═══ Extracted data ═══

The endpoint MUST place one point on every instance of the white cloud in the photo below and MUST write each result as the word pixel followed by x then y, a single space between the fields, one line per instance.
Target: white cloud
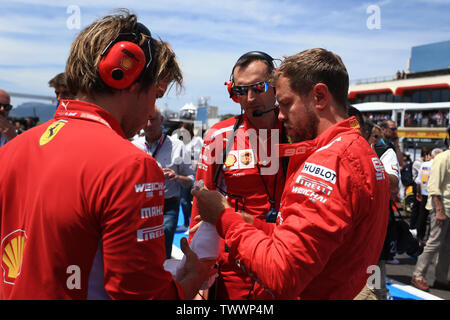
pixel 208 36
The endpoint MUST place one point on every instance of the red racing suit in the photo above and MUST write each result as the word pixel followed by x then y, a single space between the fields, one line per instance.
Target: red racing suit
pixel 332 221
pixel 251 176
pixel 70 188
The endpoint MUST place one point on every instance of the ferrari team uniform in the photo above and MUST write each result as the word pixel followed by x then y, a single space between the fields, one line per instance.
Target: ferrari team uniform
pixel 74 189
pixel 332 222
pixel 251 178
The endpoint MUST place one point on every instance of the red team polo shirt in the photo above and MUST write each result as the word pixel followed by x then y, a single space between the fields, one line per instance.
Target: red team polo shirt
pixel 332 222
pixel 71 188
pixel 245 185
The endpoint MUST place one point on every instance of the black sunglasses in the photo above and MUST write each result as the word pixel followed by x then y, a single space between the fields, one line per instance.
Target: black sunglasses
pixel 258 87
pixel 6 106
pixel 132 37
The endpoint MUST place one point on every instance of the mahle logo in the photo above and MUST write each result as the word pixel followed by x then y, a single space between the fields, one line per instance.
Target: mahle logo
pixel 51 132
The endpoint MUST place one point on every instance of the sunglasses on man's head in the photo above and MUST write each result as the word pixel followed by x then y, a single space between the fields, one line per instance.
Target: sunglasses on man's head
pixel 6 106
pixel 258 87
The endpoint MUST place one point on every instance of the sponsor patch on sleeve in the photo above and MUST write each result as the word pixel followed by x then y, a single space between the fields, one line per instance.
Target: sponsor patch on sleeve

═══

**Requirement:** Give back the lines of the listing from the one with "of the mahle" through the end, both included, exactly as written and with nothing added.

**Solved problem:**
The endpoint MUST place one point on every instance of the mahle logo in the photo above and MUST write each result as the word pixel followed by x then y, a single space between the fields, one line per instance.
Target: mahle logo
pixel 51 132
The endpoint MUST place one point on every instance of the sunglasses on man's head in the photo above and MUST write each result as the word pixel followed by x then y, a single space between the fields, one line per instance.
Target: sunglasses on man's head
pixel 6 106
pixel 258 87
The endpoint MUST place one point on every instance of the sponsor patch on sleeve in the photo above and MUST write each result as the word pixel followed by x then y, a single space between the fields, one line per instance.
Target: sponsor patch on sleeve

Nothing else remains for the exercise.